[Pointing records]
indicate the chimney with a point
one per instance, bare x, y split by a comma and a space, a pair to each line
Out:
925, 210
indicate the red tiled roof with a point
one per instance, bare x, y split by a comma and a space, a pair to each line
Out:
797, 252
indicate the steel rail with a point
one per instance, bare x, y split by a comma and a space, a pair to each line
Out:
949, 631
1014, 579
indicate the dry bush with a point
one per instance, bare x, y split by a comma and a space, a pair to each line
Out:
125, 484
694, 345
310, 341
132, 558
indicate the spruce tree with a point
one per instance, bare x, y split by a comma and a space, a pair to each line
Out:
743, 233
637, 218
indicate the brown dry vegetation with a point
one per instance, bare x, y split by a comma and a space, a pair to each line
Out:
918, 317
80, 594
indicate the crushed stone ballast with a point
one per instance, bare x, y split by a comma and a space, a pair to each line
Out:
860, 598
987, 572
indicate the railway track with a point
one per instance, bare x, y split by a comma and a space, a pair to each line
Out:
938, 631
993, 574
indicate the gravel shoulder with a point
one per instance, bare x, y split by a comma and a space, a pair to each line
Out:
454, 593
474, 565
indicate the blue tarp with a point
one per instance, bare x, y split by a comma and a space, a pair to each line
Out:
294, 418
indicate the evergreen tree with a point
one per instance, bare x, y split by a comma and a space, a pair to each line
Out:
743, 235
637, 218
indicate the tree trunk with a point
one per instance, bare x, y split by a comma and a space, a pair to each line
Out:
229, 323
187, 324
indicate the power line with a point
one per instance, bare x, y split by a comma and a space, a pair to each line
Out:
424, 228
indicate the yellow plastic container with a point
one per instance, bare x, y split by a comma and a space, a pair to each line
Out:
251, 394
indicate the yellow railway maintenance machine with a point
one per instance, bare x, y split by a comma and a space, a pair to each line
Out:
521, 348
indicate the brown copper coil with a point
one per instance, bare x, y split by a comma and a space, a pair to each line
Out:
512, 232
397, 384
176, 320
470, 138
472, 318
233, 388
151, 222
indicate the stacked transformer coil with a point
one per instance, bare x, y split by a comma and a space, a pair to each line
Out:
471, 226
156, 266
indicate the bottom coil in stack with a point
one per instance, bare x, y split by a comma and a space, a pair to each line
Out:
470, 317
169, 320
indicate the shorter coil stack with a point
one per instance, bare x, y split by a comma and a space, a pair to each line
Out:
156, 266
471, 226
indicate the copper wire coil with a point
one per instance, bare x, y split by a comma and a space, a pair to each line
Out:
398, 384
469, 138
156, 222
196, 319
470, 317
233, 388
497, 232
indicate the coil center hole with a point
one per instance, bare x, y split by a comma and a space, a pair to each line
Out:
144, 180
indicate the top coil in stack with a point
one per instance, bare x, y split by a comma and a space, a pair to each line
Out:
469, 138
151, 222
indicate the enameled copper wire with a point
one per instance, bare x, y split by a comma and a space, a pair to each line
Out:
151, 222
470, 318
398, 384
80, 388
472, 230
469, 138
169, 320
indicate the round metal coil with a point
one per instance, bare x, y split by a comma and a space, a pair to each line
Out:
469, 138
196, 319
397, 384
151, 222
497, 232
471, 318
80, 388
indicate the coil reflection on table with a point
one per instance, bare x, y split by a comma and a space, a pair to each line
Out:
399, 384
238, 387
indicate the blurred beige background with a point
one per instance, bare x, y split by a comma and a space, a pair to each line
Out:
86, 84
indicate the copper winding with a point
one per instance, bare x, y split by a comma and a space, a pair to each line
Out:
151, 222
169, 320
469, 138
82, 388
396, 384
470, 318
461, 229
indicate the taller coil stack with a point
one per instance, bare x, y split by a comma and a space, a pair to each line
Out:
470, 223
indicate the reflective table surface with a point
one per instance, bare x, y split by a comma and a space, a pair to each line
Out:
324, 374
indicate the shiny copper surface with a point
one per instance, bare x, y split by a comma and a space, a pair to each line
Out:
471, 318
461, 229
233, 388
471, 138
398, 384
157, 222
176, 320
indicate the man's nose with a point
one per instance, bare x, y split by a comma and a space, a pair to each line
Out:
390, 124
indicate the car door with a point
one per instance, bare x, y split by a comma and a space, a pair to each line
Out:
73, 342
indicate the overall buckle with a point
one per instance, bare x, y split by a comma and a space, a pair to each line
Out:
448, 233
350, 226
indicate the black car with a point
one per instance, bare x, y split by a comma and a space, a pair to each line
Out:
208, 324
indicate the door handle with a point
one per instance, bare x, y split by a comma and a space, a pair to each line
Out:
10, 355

> **Task description**
Repeat exactly the lines above, starting with the line that contains "indicate the blurred" and ending with the last line, both included, and nothing else.

> **Final result**
indicate the blurred beige background with a point
one per instance, bare x, y split by a comma and a space, a pair to each line
Out:
86, 84
indicate the copper winding with a point
one per instance, bare x, y split by a comma and a space, a pair to each line
Out:
151, 222
169, 320
469, 138
82, 388
396, 384
470, 318
461, 229
indicate the taller coil stack with a point
one per instance, bare x, y split by a comma and a space, a pair to each line
Out:
470, 223
indicate the reflective table surface with a point
one per instance, bare x, y split by a comma and a space, a pair to each line
Out:
324, 374
indicate the shiny copper surface with a point
one per instance, bare x, y split by a comma and a space, a pair to each line
Out:
471, 318
461, 229
233, 388
471, 138
398, 384
157, 222
176, 320
indicate the man's nose with a point
one per instance, bare x, y split by a comma and a space, a pair to each line
Out:
390, 124
indicate the car door with a point
one per instance, bare x, y split by a comma and a space, a pair to each line
Out:
73, 342
indicate the overall buckle with a point
one per instance, bare x, y split by a comma and a space, a pair to each line
Out:
448, 233
350, 226
indicate the black car with a point
one per instance, bare x, y split by a comma and a space, a pair to each line
Out:
208, 324
indicate the door handle with a point
one per instance, bare x, y split by a comma and a space, a pair to each line
Out:
10, 355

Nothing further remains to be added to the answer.